**EXCERPTED TEXT**
──────
Tuesday, December 30, 2008

A Gradual Change, A Wonderful Dream

Jessica "Untypically Jia" Woodruff's Story

There wasn't a moment in my life that I never believed there was something greater than what the world was trying to lead me to believe. And when I joined the Church of Jesus Christ of Latter-day Saints when I was 15 years old, that belief was confirmed.

Life has never been easy, but I've known that if I look to the Lord with faith that He will see me through my trials, I will live on and be the better for it. A very good friend in my first Home Ward once told me, "The Church is true. There is no doubt in my mind. But if by some chance that it's not, it's still the best way to live your life." I believed that with all my heart. There is no doubt in my mind that Joseph Smith recieved a vision that day so long ago, and that the gospel of Jesus Christ was restored to this dispensation. God lives, and He loves each of us for we are His children and He knows us completely.

I was raised half in the Church and half in the world. My family had generations of Mormons, but my parents and Grandparents had been inactive for many, many years. With no regard for their own salvation, they were determined to at least send me to Church when I was a young girl. Unlike the other kids in my Ward, I was not baptised when I was eight years old. My Grandmother had a stroke and the family became more concerned about her health than taking me to Primary every Sunday. I didn't go back for years.
──────
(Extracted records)

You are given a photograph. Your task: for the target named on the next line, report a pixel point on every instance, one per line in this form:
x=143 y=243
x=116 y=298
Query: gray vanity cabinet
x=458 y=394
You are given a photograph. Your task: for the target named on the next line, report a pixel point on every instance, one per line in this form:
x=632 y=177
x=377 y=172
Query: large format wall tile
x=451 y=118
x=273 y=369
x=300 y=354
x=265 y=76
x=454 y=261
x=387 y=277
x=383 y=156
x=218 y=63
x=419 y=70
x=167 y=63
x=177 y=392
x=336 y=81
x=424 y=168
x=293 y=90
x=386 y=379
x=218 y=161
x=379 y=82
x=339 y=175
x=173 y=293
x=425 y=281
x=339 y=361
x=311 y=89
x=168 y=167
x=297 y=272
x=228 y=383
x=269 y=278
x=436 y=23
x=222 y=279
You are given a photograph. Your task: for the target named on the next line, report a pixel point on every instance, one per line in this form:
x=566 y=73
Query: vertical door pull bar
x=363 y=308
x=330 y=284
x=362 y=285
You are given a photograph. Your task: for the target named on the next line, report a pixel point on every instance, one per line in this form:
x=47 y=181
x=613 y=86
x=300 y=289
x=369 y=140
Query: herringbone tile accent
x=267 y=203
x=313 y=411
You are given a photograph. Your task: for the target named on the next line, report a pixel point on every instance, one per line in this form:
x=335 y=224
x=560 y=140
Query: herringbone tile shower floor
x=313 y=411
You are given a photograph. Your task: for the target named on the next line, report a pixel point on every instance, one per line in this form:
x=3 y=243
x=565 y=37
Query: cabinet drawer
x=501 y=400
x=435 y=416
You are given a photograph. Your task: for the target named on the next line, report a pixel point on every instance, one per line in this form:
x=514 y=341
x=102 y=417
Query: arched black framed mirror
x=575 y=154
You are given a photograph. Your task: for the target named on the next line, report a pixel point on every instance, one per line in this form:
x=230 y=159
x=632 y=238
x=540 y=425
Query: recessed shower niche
──────
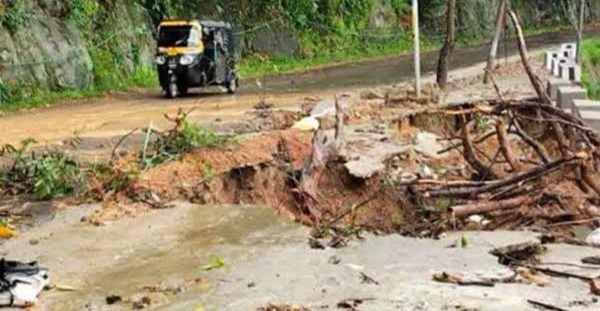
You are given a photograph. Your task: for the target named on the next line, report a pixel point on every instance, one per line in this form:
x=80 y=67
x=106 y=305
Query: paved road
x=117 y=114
──────
**YOUR OBJECTIVE**
Transcribe the conversion story in full, character for character.

**SOLUTION**
Tuesday, December 30, 2008

A Gradual Change, A Wonderful Dream

Jessica "Untypically Jia" Woodruff's Story

There wasn't a moment in my life that I never believed there was something greater than what the world was trying to lead me to believe. And when I joined the Church of Jesus Christ of Latter-day Saints when I was 15 years old, that belief was confirmed.

Life has never been easy, but I've known that if I look to the Lord with faith that He will see me through my trials, I will live on and be the better for it. A very good friend in my first Home Ward once told me, "The Church is true. There is no doubt in my mind. But if by some chance that it's not, it's still the best way to live your life." I believed that with all my heart. There is no doubt in my mind that Joseph Smith recieved a vision that day so long ago, and that the gospel of Jesus Christ was restored to this dispensation. God lives, and He loves each of us for we are His children and He knows us completely.

I was raised half in the Church and half in the world. My family had generations of Mormons, but my parents and Grandparents had been inactive for many, many years. With no regard for their own salvation, they were determined to at least send me to Church when I was a young girl. Unlike the other kids in my Ward, I was not baptised when I was eight years old. My Grandmother had a stroke and the family became more concerned about her health than taking me to Primary every Sunday. I didn't go back for years.